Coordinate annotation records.
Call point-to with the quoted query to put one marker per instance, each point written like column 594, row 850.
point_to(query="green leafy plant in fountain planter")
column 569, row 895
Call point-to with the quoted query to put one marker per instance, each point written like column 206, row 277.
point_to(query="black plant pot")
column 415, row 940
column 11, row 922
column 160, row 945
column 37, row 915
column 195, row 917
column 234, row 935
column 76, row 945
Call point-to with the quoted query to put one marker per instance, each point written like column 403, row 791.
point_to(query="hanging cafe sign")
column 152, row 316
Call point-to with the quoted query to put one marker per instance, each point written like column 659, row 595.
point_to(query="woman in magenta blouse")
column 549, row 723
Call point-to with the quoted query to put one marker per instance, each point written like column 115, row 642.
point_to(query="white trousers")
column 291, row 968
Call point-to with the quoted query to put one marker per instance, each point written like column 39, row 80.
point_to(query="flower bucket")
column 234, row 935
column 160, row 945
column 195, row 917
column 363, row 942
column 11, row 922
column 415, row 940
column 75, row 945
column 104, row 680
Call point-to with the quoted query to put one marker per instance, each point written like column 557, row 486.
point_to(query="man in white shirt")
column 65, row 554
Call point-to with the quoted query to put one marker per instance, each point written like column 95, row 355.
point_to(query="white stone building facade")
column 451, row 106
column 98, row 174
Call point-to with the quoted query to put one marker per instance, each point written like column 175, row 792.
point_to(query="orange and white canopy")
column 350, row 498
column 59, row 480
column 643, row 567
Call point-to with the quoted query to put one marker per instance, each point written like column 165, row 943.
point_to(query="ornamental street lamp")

REQUIREMENT.
Reproduce verbatim the lines between the one containing "206, row 277." and the one containing "column 549, row 723", inclusive.

REPLY.
Call point-to with the quoted query to put one marker per instance, each point written like column 206, row 277.
point_to(query="black plant pot")
column 415, row 940
column 11, row 922
column 160, row 945
column 37, row 915
column 195, row 917
column 234, row 935
column 76, row 945
Call point-to with the quoted query to put one marker per instance, each point written like column 403, row 791.
point_to(query="hanging cafe sign")
column 152, row 316
Call point-to with the quoted query to put one marker per instance, each point written like column 659, row 595.
point_to(query="woman in magenta blouse")
column 549, row 723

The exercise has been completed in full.